[Begin Document section]

Monday, December 31, 2012

He Saw It: Manga Artist and Hiroshima Survivor Keiji Nakazawa

This past month we lost a notable comic book artist: Keiji Nakazawa, a Hiroshima survivor who used his comics to bear witness to his personal experience of war and of the atomic bomb.


He was born in 1939 in the city of Hiroshima, Japan. He was 7 years old on August 6, 1945, when the atomic bomb was dropped on the city. He happened to be standing next to a concrete wall when the bomb went off, which shielded him from the blast, while a man who was talking to him burned to death. His father and most of his family perished when their home collapsed.

His family suffered from poverty and hunger during the post-war years; his baby sister died after only a few weeks. Nakazawa made a career for himself as a manga artist and moved to Tokyo, but even there he found that Hiroshima survivors were discriminated against. People feared contact with the survivors as in a later generation people would fear touching a person with AIDS, as if radiation exposure was somehow contagious.

[End Document section]
[Begin Record list]

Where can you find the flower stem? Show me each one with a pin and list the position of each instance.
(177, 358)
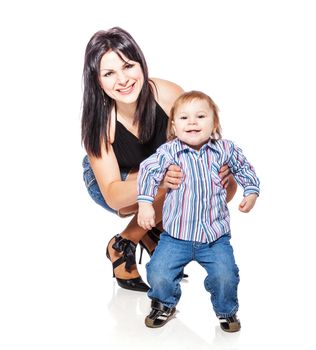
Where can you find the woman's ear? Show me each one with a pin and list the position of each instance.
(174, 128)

[End Record list]
[Begin Record list]

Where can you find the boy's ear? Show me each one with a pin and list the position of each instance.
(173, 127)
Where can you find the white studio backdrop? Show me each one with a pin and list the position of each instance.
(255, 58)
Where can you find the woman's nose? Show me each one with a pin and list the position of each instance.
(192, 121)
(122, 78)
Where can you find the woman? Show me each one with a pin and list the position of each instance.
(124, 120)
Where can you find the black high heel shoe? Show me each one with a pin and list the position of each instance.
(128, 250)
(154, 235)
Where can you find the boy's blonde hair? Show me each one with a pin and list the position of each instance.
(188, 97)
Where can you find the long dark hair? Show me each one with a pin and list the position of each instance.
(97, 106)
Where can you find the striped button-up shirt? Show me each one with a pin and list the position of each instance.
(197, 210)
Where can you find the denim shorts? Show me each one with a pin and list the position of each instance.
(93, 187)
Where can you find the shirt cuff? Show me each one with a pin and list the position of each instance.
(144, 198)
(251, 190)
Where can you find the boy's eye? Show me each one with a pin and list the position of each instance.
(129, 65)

[End Record list]

## [To do]
A: Answer these questions using the piece on Keiji Nakazawa:
(i) In what year was Nakazawa born?
(ii) How old was he on the day the atomic bomb fell on Hiroshima?
(iii) To what city did he move as a manga artist?
B: Write out the stretch of the piece on Keiji Nakazawa from "He was born" through "their home collapsed." word for word.
C: Carry on the piece about Keiji Nakazawa from its final sentence.
The data here was taken from a different source than the text about Keiji Nakazawa.

## [In response]
A:
(i) 1939
(ii) 7 years old
(iii) Tokyo

B:
He was born in 1939 in the city of Hiroshima, Japan. He was 7 years old on August 6, 1945, when the atomic bomb was dropped on the city. He happened to be standing next to a concrete wall when the bomb went off, which shielded him from the blast, while a man who was talking to him burned to death. His father and most of his family perished when their home collapsed.

C:
So Nakazawa kept his experiences to himself, until his mother died in 1966. She was cremated, as was customary, but when Keiji sifted through her ashes hoping to find a piece of bone to keep to remember her, he found nothing. The radiation exposure which had ruined her health and killed her at an early age had eaten away at her bones to the point where after the cremation there was nothing left. His anger and frustration drove him to put his experiences down the only way he knew how: in comic form.

His first attempt at dramatizing his experiences was a manga titled Kuroi Ame ni Utarete ("Struck by Black Rain"), fictional story about five survivors involved in the black market in the ruins of post-war Hiroshima. He had difficulty selling this story, though, because the publishers felt it was too dark.
In 1972, the editors at Weekly Shonen Jump, one of the major manga magazines, asked several of it's artists to create autobiographical stories for a special issue. Nakazawa's story was titled Ore Wa Mita ("I Saw It"), and told how he and his mother survived the bombing of Hiroshima and how he ultimately became a manga artist. His editor encouraged him to expand the story, and the following year Nakazawa began Hadashi no Gen ("Barefoot Gen"), a fictionalized version of his experiences.

Barefoot Gen is a powerful work about the horrific toll of war on people. Nakazawa's drawing style is cartoony, influenced by Osamu Tezuka, and often goofy, which makes the graphic depictions of the bomb's aftermath all the more shocking, as when Gen encounters people whose skin seems to be melting off their bodies, or a girl with shards of glass embedded in her face, or his own family trapped in the burning rubble of a demolished house, as Nakazawa's family was, helpless to save them as they burn to death.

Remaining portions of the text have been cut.